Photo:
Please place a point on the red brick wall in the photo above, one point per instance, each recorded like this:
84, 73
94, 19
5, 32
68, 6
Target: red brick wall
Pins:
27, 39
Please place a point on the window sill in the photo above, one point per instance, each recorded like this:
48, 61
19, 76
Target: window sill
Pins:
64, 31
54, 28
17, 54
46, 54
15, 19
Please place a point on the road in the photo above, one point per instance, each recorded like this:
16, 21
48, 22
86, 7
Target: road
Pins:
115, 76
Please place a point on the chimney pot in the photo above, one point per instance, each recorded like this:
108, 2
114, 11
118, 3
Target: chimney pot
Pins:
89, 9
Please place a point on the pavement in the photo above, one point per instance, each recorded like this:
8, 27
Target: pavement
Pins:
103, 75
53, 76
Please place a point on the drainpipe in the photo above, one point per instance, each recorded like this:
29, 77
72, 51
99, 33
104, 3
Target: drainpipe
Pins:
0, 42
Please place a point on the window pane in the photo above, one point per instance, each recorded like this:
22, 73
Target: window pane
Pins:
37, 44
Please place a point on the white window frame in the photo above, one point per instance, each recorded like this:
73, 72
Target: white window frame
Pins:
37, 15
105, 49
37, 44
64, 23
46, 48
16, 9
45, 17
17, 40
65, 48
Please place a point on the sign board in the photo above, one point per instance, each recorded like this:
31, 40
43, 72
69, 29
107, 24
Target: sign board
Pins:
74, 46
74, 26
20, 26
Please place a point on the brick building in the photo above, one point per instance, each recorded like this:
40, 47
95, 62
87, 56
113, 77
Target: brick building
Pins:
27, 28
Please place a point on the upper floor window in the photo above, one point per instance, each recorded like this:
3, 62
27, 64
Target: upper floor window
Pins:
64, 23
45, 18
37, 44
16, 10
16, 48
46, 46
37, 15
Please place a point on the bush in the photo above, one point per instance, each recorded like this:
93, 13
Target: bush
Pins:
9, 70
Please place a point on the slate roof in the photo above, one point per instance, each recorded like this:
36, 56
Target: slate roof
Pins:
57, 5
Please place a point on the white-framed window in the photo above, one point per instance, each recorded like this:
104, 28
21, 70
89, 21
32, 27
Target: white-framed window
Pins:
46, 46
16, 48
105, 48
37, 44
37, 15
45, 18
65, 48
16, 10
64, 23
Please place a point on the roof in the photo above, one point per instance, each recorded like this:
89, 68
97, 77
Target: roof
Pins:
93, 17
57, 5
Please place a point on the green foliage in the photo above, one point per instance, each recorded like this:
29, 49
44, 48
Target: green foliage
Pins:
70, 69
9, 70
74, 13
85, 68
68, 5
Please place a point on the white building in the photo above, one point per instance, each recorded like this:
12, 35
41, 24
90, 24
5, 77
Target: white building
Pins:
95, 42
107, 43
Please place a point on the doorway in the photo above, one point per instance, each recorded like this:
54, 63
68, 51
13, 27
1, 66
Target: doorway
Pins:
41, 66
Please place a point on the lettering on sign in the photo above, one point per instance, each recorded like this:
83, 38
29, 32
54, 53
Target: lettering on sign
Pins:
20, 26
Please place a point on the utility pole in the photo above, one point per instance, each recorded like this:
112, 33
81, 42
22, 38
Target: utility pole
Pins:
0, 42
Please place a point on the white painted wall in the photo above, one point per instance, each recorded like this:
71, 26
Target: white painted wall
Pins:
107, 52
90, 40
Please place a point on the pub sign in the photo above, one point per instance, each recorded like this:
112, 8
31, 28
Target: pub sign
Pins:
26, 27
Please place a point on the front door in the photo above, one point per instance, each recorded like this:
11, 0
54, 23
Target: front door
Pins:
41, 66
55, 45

= = = =

### Instructions to follow:
Rewrite all of the lines above as a numbered list, skipping any blank lines.

### Result of this exercise:
1. Photo:
2. Please place a point on the red brick wall in the photo above, one point per instance, each recorded like this:
3. 84, 73
4. 94, 19
5. 5, 32
6. 68, 6
7. Target: red brick wall
8. Pins:
9. 27, 39
10. Please place a point on the window sill in the photo above, one point per instance, each recorded like this:
11. 48, 61
12. 19, 76
13. Target: window sill
14. Pins:
15. 64, 31
16. 54, 28
17. 17, 54
18. 46, 54
19. 15, 19
20. Please place a point on the road in the photo above, one point per instance, each recorded like this:
21. 16, 21
22. 48, 22
23. 86, 7
24. Target: road
25. Pins:
26. 115, 76
27. Please place a point on the chimney pot in the photo above, one point per instance, each recorded like this:
28. 108, 2
29. 114, 11
30. 118, 3
31. Target: chimney pot
32. Pins:
33. 89, 9
34. Please place a point on the pavement in the photo above, one point per instance, each recorded like this:
35. 8, 27
36. Target: pavement
37. Pins:
38. 103, 75
39. 53, 76
40. Please place a point on the drainpipe in the photo above, one point per instance, each recorded like this:
41. 29, 77
42. 72, 51
43. 99, 33
44. 104, 3
45. Target: drainpipe
46. Pins:
47. 0, 42
48. Please place a point on the window pane in the photo above, one point per instance, each recorded like this:
49. 22, 73
50. Target: window pane
51. Pins:
52. 37, 44
53. Please place a point on the white window frame in the photo above, one point per instance, each recorded like this:
54. 73, 72
55. Target: white window frame
56. Pins:
57. 37, 15
58. 105, 49
59. 37, 44
60. 64, 23
61. 46, 48
62. 16, 9
63. 45, 17
64. 17, 40
65. 65, 48
66. Please place a point on the sign board in the photo above, one point per instance, each recorded like this:
67. 31, 40
68. 43, 72
69. 69, 29
70. 107, 24
71. Target: sign board
72. Pins:
73. 74, 46
74. 74, 26
75. 20, 26
76. Please place a point on the brick building in the photo above, one point per instance, each recorded like this:
77. 40, 47
78. 95, 62
79. 87, 56
80. 113, 77
81. Target: brick building
82. Pins:
83. 27, 28
84. Please place a point on the upper floor window in the photo above, one point per instance, each recorded like this:
85. 3, 62
86. 27, 64
87. Target: upper floor window
88. Pins:
89. 64, 23
90. 45, 18
91. 37, 44
92. 16, 10
93. 16, 48
94. 46, 46
95. 37, 15
96. Please place a point on the bush in the photo above, one point per instance, each recorded like this:
97. 93, 13
98. Target: bush
99. Pins:
100. 9, 70
101. Please place a point on the slate roof in the photo above, one point per instance, each recorded like this:
102. 36, 56
103. Target: slate roof
104. Pins:
105. 57, 5
106. Please place a point on the white-framed window in the photo above, one point per instance, each recorded like this:
107. 104, 28
108. 21, 70
109. 89, 21
110. 32, 27
111. Target: white-framed window
112. Pins:
113. 46, 46
114. 16, 48
115. 105, 48
116. 37, 44
117. 37, 15
118. 45, 18
119. 65, 48
120. 16, 10
121. 64, 23
122. Please place a point on the roof in the photo above, one point per instance, each recorded like this:
123. 89, 68
124. 97, 77
125. Target: roof
126. Pins:
127. 93, 17
128. 57, 5
129. Please place a point on the green foliage in the photo above, one point per instance, each recorded like this:
130. 29, 49
131. 44, 48
132. Target: green foliage
133. Pins:
134. 70, 69
135. 9, 70
136. 74, 13
137. 85, 68
138. 68, 5
139. Please place a point on the white building in the photo above, one point per instance, each recorded like this:
140. 12, 35
141. 41, 24
142. 90, 24
143. 5, 77
144. Target: white building
145. Pins:
146. 95, 42
147. 107, 43
148. Please place a point on the doorway in the photo above, one point per instance, each recorded like this:
149. 54, 63
150. 68, 51
151. 13, 27
152. 1, 66
153. Target: doorway
154. Pins:
155. 41, 66
156. Please place a point on the lettering on sign in the photo above, one point per instance, each recorded like this:
157. 83, 38
158. 29, 32
159. 54, 53
160. Target: lettering on sign
161. Pins:
162. 20, 26
163. Please place a point on the utility pole in the photo above, one point per instance, each recorded like this:
164. 112, 33
165. 81, 42
166. 22, 38
167. Target: utility pole
168. Pins:
169. 0, 42
170. Please place a point on the white painted wall in the photo above, one point per instance, each recorded like this:
171. 71, 26
172. Target: white painted wall
173. Pins:
174. 107, 52
175. 90, 40
176. Please place a point on the pub sign in the photo above, one point per instance, each recorded like this:
177. 112, 8
178. 31, 28
179. Target: pub sign
180. Pins:
181. 26, 27
182. Please place a point on the front door in the photo above, one point per instance, each recorded like this:
183. 11, 0
184. 54, 23
185. Target: front door
186. Pins:
187. 41, 66
188. 55, 45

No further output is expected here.